Instruction
All the data below goes into the copy word for word, but the pictures don't.

Record set
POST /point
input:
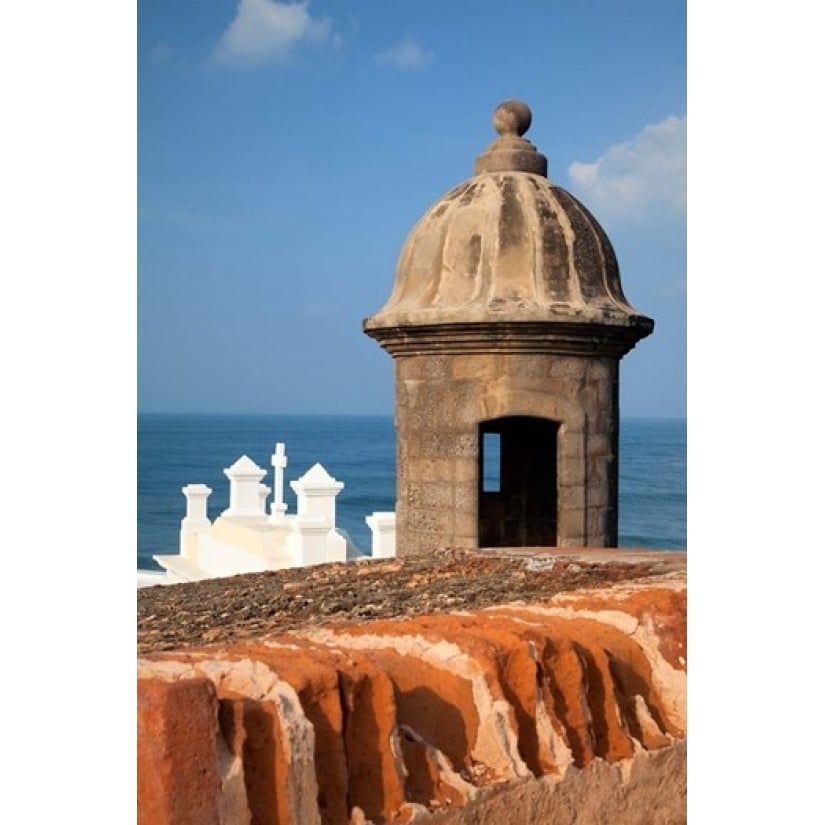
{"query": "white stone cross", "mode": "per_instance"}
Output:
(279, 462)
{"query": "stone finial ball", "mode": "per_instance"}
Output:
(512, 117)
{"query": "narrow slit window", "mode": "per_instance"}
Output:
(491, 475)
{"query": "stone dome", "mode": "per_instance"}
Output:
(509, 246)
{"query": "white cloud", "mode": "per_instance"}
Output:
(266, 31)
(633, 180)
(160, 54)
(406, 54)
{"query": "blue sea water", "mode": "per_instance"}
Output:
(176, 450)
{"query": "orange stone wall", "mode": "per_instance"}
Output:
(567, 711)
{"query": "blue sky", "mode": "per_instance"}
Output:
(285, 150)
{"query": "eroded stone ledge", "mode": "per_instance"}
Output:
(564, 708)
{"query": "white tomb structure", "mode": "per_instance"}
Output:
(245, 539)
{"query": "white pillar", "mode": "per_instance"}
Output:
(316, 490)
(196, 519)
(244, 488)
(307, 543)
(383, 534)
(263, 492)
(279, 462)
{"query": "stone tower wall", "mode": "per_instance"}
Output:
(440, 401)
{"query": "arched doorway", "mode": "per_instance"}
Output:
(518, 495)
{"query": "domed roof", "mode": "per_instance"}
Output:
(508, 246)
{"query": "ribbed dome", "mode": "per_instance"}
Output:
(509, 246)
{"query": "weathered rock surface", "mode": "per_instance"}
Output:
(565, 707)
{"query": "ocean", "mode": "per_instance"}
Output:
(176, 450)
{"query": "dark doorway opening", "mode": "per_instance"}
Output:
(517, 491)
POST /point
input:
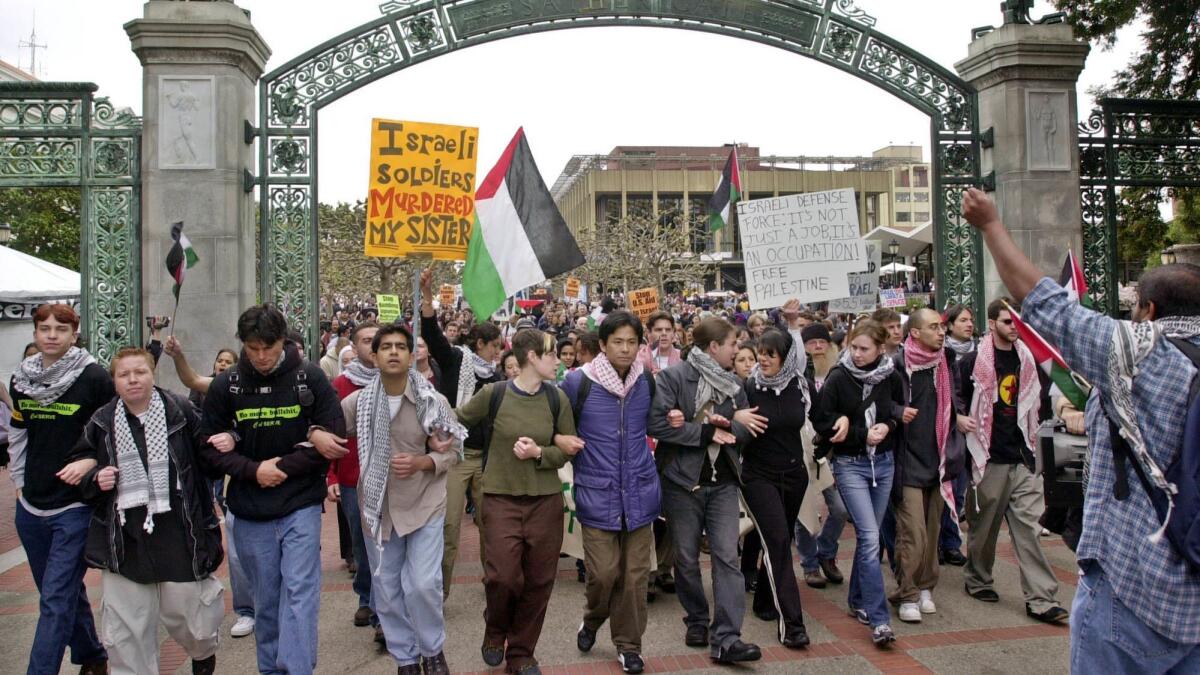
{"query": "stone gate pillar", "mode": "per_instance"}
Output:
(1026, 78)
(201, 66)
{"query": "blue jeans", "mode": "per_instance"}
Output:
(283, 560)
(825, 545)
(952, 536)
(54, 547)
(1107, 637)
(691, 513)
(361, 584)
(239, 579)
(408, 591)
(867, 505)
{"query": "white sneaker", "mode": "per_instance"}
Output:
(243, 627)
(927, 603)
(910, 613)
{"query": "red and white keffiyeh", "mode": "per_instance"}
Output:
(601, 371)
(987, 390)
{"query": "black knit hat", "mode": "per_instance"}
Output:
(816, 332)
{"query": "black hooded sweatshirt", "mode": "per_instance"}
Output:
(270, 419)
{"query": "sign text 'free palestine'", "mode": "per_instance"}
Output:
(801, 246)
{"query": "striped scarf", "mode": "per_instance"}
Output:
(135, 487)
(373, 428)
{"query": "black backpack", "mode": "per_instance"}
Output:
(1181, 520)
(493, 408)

Solution for this exercise
POST /point
input:
{"query": "white stone cross", "mode": "per_instance"}
Output:
(279, 462)
{"query": "stone finial ball", "mode": "per_instance"}
Output:
(512, 117)
{"query": "narrow slit window", "mode": "per_instance"}
Output:
(491, 475)
{"query": "stone dome", "mode": "per_instance"}
Output:
(509, 246)
{"query": "white cloud", "mode": "per_instance"}
Output:
(266, 31)
(633, 180)
(160, 54)
(406, 54)
{"query": "blue sea water", "mode": "per_instance"}
Output:
(176, 450)
{"query": "orange stone wall", "mode": "per_instance"}
Output:
(567, 711)
{"query": "blue sky", "mode": "per_instance"}
Output:
(285, 150)
{"query": "eroded stone ledge", "mode": "per_instance"}
Output:
(564, 708)
{"query": "white tomb structure", "mode": "per_instance"}
Output:
(245, 539)
{"query": "white pillar", "mode": "per_instance"}
Output:
(316, 490)
(196, 519)
(244, 488)
(307, 543)
(383, 534)
(263, 492)
(279, 462)
{"query": "stone tower wall", "mode": "per_instance"}
Output:
(440, 401)
{"query": "arched doorway", "mode": "per_instance"}
Output:
(518, 495)
{"query": "domed roof", "mode": "per_instance"}
Output:
(508, 246)
{"query": "ribbed dome", "mode": "per_instance"}
Output:
(509, 246)
{"query": "weathered rock surface", "mode": "per_instance"}
Output:
(565, 707)
{"query": "ocean", "mode": "per_instance"}
Output:
(176, 450)
{"query": "dark doorway opening", "mode": "per_instance"}
Output:
(517, 491)
POST /point
input:
{"query": "stone gate pillar", "mode": "per_instance"}
Output:
(1026, 78)
(201, 66)
{"query": "blue jeans", "mode": "per_instance"}
Output:
(283, 560)
(825, 545)
(952, 536)
(54, 547)
(1107, 637)
(691, 513)
(361, 584)
(239, 579)
(408, 591)
(867, 505)
{"query": "white sneaker", "mode": "per_instance"}
Output:
(243, 627)
(927, 603)
(910, 613)
{"query": "red and white keffiyeh", "mode": "per_instance"}
Output:
(601, 371)
(987, 390)
{"query": "black knit hat", "mode": "per_instance"}
Output:
(816, 332)
{"query": "black hooded sweatshirt", "mode": "per_instance"}
Output:
(270, 419)
{"query": "sign text 'free palestine'", "mode": "per_instance"}
Output:
(801, 246)
{"query": "striped scarf", "mode": "per_instance"}
Output:
(135, 487)
(373, 428)
{"query": "black backpack", "mode": "per_instance"}
Output:
(1181, 520)
(493, 408)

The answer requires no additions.